◆ Task objective
Copy out the whole forum exchange about the 12AT7 driver stage word for word, with nothing left out or changed.

··· Extract ···

Any assistance would be appreciated.

Thanks,
Mike
 
You really have to measure the current, don't you? The CCS will do whatever it takes to put the preset current into the tube. The max plate voltage specified for the 12AT7 is 300. It's cathode biased, so you would subtract that. It's not really voltage that kills the tubes, it's power.

Tubelab could better answer your questions, but here is all I know about the 12AT7 driver stage, fwiw:

With a generic chinese 12AT7, and the stock compenents in the CCS, at 300 volts, the current into the CCS was 16 ma.

When I jumpered the dropping resistor, it only took 260 volts to achieve 16 ma through the CCS.

In looking at my notes, I don't see where I actually measured the voltage at the plate. I would expect that to vary tube to tube because it wants to deliver a specific current, not voltage.

With a 1 Khz sine wave into the CCS at 1 v p-p, the output sine wave does not clean up until there is at least 230 volts into the CCS. That got 40 v p-p out.

At 250 vdc into the CCS, 1.8 v p-p in, yielded a maximum 70 v p-p out before clipping.

At 300 vdc into the CCS, 3.8 v p-p in, yielded a maximum 140 v p-p out before clipping.

At 350 vdc into the CCS, 4.0 v p-p in, yielded a maximum 190 v p-p out before clipping.

I didn't see the IMD change much as I varyed the voltage, but the load made a difference - it was lower into a Hi-Z load, by quite a lot, than it was into a 600 ohm load.

The SSE driver stage is robust. This may or may not help you - it's all I know about that stage at this point. Maybe if you were more specific about your problem, someone with more knowledge could help you.

I haven't measured leakage across my coupling caps, but I would ASSUME any leakage is undesirable until someone with more knowledge says otherwise.

Win W5JAG
 
Thanks for your info W5JAG.

··· Dataset excerpts ···

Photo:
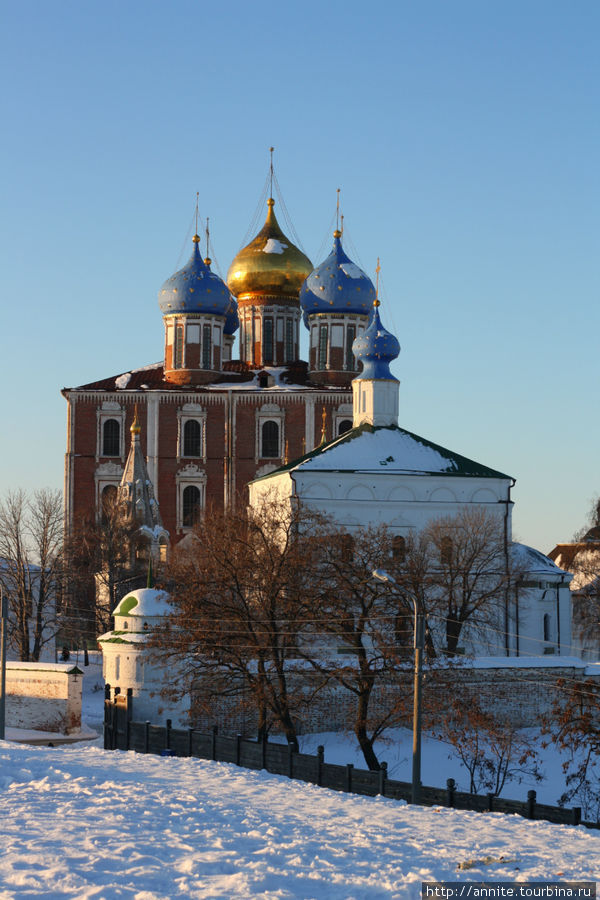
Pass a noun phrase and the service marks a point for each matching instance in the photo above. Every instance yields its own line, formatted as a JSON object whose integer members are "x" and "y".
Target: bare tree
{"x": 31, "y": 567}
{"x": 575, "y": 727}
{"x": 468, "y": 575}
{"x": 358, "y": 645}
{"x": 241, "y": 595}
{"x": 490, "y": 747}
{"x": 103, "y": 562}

···
··· Dataset excerpts ···

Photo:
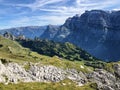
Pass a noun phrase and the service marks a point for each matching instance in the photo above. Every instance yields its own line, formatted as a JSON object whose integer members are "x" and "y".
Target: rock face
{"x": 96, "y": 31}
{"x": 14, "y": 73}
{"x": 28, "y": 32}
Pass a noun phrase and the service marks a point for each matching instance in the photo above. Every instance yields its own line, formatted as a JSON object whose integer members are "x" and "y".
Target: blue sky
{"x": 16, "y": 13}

···

◆ Solution to this exercise
Any assistance would be appreciated.

Thanks,
Mike
 
You really have to measure the current, don't you? The CCS will do whatever it takes to put the preset current into the tube. The max plate voltage specified for the 12AT7 is 300. It's cathode biased, so you would subtract that. It's not really voltage that kills the tubes, it's power.

Tubelab could better answer your questions, but here is all I know about the 12AT7 driver stage, fwiw:

With a generic chinese 12AT7, and the stock compenents in the CCS, at 300 volts, the current into the CCS was 16 ma.

When I jumpered the dropping resistor, it only took 260 volts to achieve 16 ma through the CCS.

In looking at my notes, I don't see where I actually measured the voltage at the plate. I would expect that to vary tube to tube because it wants to deliver a specific current, not voltage.

With a 1 Khz sine wave into the CCS at 1 v p-p, the output sine wave does not clean up until there is at least 230 volts into the CCS. That got 40 v p-p out.

At 250 vdc into the CCS, 1.8 v p-p in, yielded a maximum 70 v p-p out before clipping.

At 300 vdc into the CCS, 3.8 v p-p in, yielded a maximum 140 v p-p out before clipping.

At 350 vdc into the CCS, 4.0 v p-p in, yielded a maximum 190 v p-p out before clipping.

I didn't see the IMD change much as I varyed the voltage, but the load made a difference - it was lower into a Hi-Z load, by quite a lot, than it was into a 600 ohm load.

The SSE driver stage is robust. This may or may not help you - it's all I know about that stage at this point. Maybe if you were more specific about your problem, someone with more knowledge could help you.

I haven't measured leakage across my coupling caps, but I would ASSUME any leakage is undesirable until someone with more knowledge says otherwise.

Win W5JAG
 
Thanks for your info W5JAG.